▶ TEXTE
□ □ □ □ □
Cette soudaine exposition a permis à Édouard Philippe de changer de statut, voire de dimension. « Il est en position forte, et reste pour moi incontournable » confirme le chef de file des sénateurs LREM, François Patriat. De maire de ville moyenne, député, fidèle parmi les fidèles d'Alain Juppé, Édouard Philippe s’est imposé au centre droit de l’échiquier politique national. Et ce, en son nom et sans être affilié à aucun parti. Le jugement des Français à son égard le confirme. Selon un sondage Harris Interactive Epoka pour LCI publié le 26 juin, la cote de popularité d’Édouard Philippe a grimpé en flèche à l’aune de la période de covid-19. Le locataire de Matignon a progressé de 13 points sur les deux mois de la crise sanitaire. De quoi provoquer l'ire d'Emmanuel Macron qui lui, plafonne à 44% d’opinion favorables contre 51% pour lui.

« Nouveau chemin » ?

Cette notoriété de circonstance pourrait en tout cas lui coûter sa place à Matignon. Car s’il est difficile de le prendre en défaut sur sa loyauté envers le Président, les conseillers de l’Élysée phosphorent afin de jauger sa capacité à incarner ou non le « nouveau chemin » voulu par Emmanuel Macron pour le dernier acte de son quinquennat.

Mais si un virage social venait à être enclenché, ou si l'écologie s'affirmait davantage dans les projets du chef de l'État, il est alors peu probable qu’Édouard Philippe ne replonge deux ans de plus dans « l’enfer de Matignon » au risque de se renier. Dans une circonvolution dont lui seul a le secret, le Premier ministre l’a fait savoir au Président de la République.

Coup de pression

« Emmanuel Macron sait qui je suis, ce que j’incarne, ce que je peux faire et ce que je ne peux pas faire » lance-t-il dans les colonnes du quotidien Paris-Normandie. Certains y ont vu un moyen de mettre la pression sur le chef de l’État pour qui les remplaçants au poste ne seraient pas évidents. « Le message c’est en gros : “S’il y a une inflexion de la ligne politique, ce sera sans moi”» analyse Didier Marie. Un constat que partage Agnès Canayer : « Si le projet que porte Emmanuel Macron correspond à son engagement et son ambition pour la France il continuera. Mais si ce nouveau virage est plus social, plus à gauche, cela peut à terme, lui poser un certain nombre de questions et d’interrogations.»

Edouard Philippe « confiant mais vigilant pour la dernière ligne droite »

Avant tout remaniement, Édouard Philippe a en ligne de mire le scrutin du 28 juin. S’il est donné favori, le Premier ministre n’est pas sûr d’être élu dans un fauteuil. Un récent sondage le donne vainqueur à 53% devant le député communiste Jean-Paul Lecocq, crédité lui de 47%. « Avec une marge d’erreur de deux points, c’est pas non plus plié » tient toutefois à mettre en garde Didier Marie. Le camp Philippe se dit « confiant mais vigilant pour la dernière ligne droite » sachant pertinemment qu’une défaite précipiterait sa chute de Matignon faute de légitimité politique. « Ce serait la traversée du désert pour lui » prédit Didier Marie. « Il pourrait d’ailleurs en tirer quelques enseignements de son mentor Alain Juppé, il en sait quelque chose. » Son sort, est désormais suspendu aux quelque 105 000 électeurs havrais.
□ □ □ □ □
▶ DONNÉES FOURNIES

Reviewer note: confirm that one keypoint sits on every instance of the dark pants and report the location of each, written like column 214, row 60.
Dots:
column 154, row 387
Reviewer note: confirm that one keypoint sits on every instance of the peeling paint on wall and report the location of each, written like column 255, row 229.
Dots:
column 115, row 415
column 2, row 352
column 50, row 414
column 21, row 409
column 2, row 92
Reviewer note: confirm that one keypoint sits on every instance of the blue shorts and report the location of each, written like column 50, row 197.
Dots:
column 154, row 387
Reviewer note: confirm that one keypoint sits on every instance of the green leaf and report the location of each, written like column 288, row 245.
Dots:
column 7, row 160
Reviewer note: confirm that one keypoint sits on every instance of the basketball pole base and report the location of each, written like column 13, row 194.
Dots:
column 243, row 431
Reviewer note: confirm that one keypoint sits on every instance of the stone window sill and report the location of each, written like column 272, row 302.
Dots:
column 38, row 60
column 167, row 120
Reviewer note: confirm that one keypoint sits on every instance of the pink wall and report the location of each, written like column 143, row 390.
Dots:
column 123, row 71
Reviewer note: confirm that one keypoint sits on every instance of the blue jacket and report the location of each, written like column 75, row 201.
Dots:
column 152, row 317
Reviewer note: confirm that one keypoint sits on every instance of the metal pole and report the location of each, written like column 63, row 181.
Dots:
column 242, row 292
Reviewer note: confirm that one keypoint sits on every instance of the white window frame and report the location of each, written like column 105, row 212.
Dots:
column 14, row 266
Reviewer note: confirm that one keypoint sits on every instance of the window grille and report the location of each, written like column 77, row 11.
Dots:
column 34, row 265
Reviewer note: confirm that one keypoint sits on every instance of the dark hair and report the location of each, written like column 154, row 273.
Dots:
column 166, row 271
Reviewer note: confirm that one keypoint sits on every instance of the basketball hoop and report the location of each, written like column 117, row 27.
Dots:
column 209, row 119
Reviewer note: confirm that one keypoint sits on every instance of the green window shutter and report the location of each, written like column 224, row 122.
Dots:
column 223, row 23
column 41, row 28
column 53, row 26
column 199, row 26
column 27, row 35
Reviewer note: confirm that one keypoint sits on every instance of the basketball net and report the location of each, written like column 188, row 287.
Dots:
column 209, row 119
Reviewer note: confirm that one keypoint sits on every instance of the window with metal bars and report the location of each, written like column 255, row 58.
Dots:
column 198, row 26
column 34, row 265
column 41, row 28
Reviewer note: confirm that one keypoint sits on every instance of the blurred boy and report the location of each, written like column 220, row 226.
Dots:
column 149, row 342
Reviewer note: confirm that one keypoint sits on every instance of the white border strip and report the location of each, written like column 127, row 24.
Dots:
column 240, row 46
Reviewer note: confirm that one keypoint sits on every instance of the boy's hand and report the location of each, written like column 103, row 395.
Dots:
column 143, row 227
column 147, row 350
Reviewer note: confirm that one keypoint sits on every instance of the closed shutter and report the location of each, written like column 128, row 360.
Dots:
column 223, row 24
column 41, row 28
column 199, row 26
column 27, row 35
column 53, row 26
□ □ □ □ □
▶ CONSIGNE
Dans le texte sur Édouard Philippe, de combien de points sa cote de popularité a-t-elle progressé sur les deux mois de la crise sanitaire ? Répondez en une phrase, s'il vous plaît. La liste n'a aucun lien avec le texte.

▶ RÉPONSE
Elle a progressé de 13 points.